*** Passage ***

Trading is a battle against your own psychology. When the market surges or crashes dramatically, greed and fear in human nature are amplified tenfold. I’ve seen top-notch technical analysts get liquidated because of a single emotional decision, and I’ve seen rookies make a quick profit and then start to inflate their ego. The dividing line between a mature trader and a cannon fodder is whether they can control that restless heart.
My approach is simple but effective: write a plan before trading, and do a review afterward. Written commitments have the strongest discipline, effectively preventing impulsive decisions. Answers to questions like "Where is the stop-loss?" and "Why am I buying?" should be written down in advance, so that during execution, you won’t change your mind due to market fluctuations in a second.

***

What would come next in the passage on trading psychology? Write its continuation. The listing after this passage comes from an unrelated source.

*** Raw records ***

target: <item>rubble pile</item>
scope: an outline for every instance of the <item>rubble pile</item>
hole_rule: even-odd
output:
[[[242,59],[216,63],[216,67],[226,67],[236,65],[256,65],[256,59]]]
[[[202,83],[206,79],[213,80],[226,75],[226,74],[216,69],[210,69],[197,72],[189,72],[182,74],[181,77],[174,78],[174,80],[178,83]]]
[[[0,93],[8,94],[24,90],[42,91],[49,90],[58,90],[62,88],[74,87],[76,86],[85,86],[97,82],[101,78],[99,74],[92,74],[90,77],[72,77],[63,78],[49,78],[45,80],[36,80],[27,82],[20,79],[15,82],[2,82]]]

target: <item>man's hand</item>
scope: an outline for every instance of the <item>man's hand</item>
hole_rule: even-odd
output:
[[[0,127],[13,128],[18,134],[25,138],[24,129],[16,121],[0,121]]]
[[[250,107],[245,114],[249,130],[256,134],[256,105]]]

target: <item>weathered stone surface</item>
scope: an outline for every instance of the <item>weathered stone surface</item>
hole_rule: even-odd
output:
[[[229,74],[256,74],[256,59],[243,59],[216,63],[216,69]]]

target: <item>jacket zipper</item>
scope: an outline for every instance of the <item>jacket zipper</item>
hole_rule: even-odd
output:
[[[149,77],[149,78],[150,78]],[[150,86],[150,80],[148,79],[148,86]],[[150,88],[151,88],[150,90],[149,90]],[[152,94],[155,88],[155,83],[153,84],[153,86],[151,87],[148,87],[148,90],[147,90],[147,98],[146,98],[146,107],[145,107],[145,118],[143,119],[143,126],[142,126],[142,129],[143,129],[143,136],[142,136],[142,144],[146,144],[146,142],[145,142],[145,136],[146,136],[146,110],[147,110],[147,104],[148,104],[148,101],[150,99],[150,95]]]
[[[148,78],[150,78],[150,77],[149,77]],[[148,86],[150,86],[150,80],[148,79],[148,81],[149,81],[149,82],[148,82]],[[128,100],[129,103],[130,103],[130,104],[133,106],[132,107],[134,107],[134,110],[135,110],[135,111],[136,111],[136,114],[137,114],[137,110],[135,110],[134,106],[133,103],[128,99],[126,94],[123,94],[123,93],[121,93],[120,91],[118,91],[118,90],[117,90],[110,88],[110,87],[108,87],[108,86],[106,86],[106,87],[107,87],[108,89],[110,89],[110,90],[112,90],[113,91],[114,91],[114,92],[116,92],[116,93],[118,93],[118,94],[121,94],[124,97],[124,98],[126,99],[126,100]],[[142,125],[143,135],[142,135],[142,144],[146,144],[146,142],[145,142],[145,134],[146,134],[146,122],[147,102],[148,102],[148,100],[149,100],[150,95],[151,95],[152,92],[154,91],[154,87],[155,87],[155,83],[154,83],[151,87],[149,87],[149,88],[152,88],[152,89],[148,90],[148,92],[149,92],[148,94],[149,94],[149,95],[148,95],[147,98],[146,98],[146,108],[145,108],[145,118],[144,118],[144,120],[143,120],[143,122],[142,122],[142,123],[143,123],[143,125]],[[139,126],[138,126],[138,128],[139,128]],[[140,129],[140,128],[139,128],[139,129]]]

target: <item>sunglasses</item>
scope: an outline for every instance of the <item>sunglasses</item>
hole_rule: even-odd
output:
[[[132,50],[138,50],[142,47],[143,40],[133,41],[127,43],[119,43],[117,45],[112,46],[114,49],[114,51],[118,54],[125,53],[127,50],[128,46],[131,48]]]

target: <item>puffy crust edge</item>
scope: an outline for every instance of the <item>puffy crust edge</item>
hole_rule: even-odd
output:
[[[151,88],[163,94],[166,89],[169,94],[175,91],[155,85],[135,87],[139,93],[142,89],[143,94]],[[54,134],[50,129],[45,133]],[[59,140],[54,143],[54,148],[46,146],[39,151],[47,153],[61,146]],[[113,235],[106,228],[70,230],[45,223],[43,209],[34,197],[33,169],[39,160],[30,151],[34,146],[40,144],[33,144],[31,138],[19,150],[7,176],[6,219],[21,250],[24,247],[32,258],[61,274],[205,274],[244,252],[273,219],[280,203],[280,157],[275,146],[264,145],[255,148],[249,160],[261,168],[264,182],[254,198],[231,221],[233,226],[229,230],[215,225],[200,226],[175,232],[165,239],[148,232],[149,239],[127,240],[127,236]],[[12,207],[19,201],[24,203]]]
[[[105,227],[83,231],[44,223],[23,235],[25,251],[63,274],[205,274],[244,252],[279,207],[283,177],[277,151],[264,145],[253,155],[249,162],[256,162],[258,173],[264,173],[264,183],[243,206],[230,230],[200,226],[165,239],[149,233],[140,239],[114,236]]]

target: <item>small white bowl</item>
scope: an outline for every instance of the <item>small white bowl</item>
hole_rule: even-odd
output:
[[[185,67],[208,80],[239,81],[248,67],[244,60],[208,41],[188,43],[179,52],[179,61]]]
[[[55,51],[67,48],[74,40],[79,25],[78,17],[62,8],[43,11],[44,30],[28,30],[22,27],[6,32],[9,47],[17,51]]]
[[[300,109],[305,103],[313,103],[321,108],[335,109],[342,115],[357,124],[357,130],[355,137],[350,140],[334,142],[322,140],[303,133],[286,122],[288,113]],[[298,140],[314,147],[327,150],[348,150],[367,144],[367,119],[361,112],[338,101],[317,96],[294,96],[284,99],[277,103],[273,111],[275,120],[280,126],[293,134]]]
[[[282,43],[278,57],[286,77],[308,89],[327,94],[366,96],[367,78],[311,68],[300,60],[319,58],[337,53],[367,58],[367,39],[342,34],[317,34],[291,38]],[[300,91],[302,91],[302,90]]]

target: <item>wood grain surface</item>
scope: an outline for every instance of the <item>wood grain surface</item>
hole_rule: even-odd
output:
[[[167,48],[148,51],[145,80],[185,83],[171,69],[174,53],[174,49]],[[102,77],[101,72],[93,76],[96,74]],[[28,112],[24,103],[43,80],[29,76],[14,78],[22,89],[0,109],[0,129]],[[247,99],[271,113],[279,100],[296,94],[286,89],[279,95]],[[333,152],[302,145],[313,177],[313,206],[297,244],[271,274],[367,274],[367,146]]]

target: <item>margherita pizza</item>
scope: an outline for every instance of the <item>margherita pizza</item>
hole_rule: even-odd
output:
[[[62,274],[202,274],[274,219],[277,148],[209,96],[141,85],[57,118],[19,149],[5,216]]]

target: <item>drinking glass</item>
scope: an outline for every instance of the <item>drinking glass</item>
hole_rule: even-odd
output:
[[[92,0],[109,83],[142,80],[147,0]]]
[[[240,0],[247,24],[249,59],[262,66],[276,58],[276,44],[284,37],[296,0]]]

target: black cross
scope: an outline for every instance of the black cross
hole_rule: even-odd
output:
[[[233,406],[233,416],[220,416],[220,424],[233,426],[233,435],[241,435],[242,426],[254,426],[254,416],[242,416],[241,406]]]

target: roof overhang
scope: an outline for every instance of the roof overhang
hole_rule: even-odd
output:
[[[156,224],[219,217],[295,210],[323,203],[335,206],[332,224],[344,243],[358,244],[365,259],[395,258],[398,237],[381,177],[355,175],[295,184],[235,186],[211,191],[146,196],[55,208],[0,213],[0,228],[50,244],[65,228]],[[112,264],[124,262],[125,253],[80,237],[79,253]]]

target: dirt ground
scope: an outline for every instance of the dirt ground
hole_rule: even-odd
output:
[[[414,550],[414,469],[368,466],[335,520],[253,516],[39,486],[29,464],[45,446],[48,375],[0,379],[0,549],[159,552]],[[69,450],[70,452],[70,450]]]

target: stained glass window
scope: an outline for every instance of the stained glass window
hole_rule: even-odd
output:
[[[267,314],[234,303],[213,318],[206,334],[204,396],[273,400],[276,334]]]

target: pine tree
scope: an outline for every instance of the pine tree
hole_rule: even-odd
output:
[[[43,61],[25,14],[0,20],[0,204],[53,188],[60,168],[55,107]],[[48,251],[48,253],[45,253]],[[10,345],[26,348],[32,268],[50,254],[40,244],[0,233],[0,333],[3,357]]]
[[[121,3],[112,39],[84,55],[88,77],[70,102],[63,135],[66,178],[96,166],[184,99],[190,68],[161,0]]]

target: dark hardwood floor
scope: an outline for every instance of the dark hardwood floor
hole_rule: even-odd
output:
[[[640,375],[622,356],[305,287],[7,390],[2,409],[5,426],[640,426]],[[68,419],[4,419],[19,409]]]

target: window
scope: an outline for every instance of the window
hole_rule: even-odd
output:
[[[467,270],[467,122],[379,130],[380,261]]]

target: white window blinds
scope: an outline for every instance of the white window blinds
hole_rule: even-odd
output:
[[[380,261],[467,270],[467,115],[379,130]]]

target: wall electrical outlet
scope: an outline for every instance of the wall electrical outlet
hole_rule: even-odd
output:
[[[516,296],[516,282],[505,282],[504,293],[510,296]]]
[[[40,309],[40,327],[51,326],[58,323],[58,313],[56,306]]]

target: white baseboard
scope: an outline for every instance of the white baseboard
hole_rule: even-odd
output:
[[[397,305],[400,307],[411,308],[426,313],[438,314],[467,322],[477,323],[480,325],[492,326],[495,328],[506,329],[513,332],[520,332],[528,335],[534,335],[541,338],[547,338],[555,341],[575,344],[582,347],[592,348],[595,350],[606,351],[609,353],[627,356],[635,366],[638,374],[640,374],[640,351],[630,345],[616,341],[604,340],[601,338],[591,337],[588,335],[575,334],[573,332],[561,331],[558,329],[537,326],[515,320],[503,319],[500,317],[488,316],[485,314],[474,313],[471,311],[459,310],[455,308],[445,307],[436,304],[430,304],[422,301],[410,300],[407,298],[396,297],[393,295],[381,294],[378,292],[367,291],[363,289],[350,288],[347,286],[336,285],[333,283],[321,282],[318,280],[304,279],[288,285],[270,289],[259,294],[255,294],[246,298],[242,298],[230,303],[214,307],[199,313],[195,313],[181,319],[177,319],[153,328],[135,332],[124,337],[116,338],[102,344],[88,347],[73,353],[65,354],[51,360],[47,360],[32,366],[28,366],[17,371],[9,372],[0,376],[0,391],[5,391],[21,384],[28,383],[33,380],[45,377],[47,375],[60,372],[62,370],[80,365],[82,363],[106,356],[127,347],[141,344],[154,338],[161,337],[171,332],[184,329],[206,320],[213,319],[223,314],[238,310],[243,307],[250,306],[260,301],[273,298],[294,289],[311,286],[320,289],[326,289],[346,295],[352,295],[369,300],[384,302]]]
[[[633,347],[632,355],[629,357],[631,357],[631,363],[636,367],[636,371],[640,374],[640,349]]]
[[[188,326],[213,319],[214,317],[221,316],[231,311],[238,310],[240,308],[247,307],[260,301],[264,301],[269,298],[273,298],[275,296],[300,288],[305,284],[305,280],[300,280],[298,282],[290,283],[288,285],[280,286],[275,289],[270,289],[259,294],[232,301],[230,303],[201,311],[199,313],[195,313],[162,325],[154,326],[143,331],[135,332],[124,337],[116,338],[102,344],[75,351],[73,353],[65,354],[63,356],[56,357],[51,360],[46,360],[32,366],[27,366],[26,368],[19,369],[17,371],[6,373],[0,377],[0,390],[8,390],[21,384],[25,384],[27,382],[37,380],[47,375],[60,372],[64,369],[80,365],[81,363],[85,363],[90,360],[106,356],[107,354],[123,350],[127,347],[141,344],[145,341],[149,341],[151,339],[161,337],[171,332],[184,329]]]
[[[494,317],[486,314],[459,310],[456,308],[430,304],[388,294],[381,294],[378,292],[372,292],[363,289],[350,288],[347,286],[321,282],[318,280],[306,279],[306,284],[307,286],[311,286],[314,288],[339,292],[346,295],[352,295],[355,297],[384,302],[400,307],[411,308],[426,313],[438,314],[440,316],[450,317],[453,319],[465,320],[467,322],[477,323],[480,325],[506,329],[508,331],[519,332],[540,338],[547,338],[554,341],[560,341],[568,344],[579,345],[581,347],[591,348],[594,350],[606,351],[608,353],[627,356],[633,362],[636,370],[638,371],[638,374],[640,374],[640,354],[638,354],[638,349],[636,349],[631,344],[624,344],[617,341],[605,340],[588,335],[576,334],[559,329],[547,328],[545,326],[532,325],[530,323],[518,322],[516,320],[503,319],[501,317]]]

***

- [Right answer]:
Don’t get arrogant after making money; I see it as a gift from the market, a stroke of luck. Don’t be discouraged after losing; that’s just tuition. Everyone has to pay it if they want to survive in this market. Opportunities are abundant, but what’s truly scarce are those who can stay calm during crazy market conditions and still have ammunition in their account to continue fighting.
When my emotions start to get out of control, I force myself to leave the trading interface and take a moment to cool down. This "hard pause" works surprisingly well, helping to completely avoid the disaster of impulsive trading at that moment.
One last thing: you can miss any market wave, but you must never suffer a huge loss because of a shattered mindset. In this game, playing the long game is always more valuable than making quick profits.